ENTRIES SHOWN
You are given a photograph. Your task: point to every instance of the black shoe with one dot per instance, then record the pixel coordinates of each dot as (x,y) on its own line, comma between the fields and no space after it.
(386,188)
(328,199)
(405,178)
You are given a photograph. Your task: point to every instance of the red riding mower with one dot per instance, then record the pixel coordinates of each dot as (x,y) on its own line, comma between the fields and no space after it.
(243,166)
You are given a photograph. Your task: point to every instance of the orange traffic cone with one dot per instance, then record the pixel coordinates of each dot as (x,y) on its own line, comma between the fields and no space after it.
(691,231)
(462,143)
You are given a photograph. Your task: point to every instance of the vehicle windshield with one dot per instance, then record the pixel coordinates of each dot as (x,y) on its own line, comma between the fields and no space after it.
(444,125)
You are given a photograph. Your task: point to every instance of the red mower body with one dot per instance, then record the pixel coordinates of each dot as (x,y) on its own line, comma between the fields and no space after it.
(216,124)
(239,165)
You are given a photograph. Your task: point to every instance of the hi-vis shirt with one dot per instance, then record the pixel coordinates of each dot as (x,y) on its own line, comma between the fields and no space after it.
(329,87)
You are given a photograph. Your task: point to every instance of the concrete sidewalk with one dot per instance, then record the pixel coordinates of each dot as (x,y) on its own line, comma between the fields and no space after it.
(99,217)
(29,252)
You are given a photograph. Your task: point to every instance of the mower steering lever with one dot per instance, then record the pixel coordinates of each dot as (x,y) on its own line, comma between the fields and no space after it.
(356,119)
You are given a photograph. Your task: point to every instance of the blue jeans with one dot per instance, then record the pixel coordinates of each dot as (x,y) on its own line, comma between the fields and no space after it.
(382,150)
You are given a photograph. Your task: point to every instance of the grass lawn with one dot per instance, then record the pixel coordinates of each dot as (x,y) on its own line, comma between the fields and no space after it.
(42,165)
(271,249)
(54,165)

BRIEF
Exact transcription of the records is all that is wanted.

EXERCISE ANSWER
You are given a photograph. Your task: point to every instance of the black shoe with one dot per instance, then record the pixel coordinates of each dot as (x,y) on its own line, comma between the fields and no space after it.
(386,188)
(328,199)
(405,178)
You are given a photograph. Your task: point to every instance of the red riding mower with one dot per instance, then record the pixel coordinates of each dot as (x,y) on its own line, comma between the fields and no space after it.
(243,166)
You are given a photograph. Your task: point to every instance of the orange traffic cone with one dot per instance, then record the pixel coordinates of each dot as (x,y) on its own line, comma between the fields and no space after it.
(691,231)
(462,143)
You are given a photograph. Your task: point to every instance of the vehicle windshield with one dot per instance, then record the pixel coordinates of each dot as (x,y) on its own line, comma between the fields and no space after it.
(444,125)
You are given a photograph. Your task: point to every instance of the red mower body with one dot per instance, then record the pixel coordinates of each dot as (x,y) on its own line, comma between the fields and no space after it.
(216,124)
(239,165)
You are given a photograph. Your task: point to every instance of the hi-vis shirt with one dot per instance, then record the pixel coordinates of each dot as (x,y) on its own line, comma between the fields and no space after it.
(329,87)
You are given a photograph. Your task: point to every instance of the concrete sidewalk with one dot per instance, then record the pixel coordinates of each dot as (x,y) on its own line, comma between the fields and no space after it.
(99,217)
(29,252)
You are given a photograph. Your task: point to every instance of the mower steering lever with one dot per instance, then record the pixel coordinates of each dot as (x,y) on its own line, comma between the fields and no space after it.
(356,119)
You are given a photograph. Your task: point to every instance of the blue jeans with one dot per instance, then record the pixel coordinates of each dot as (x,y) on its own line, comma between the fields and no space after it.
(382,150)
You are given a photograph. Your task: point to every instance of the grass lawn with one dot per instance, then record the pixel coordinates of each dot as (x,y) on its own line, comma between the fields and no space after it.
(42,165)
(271,249)
(54,165)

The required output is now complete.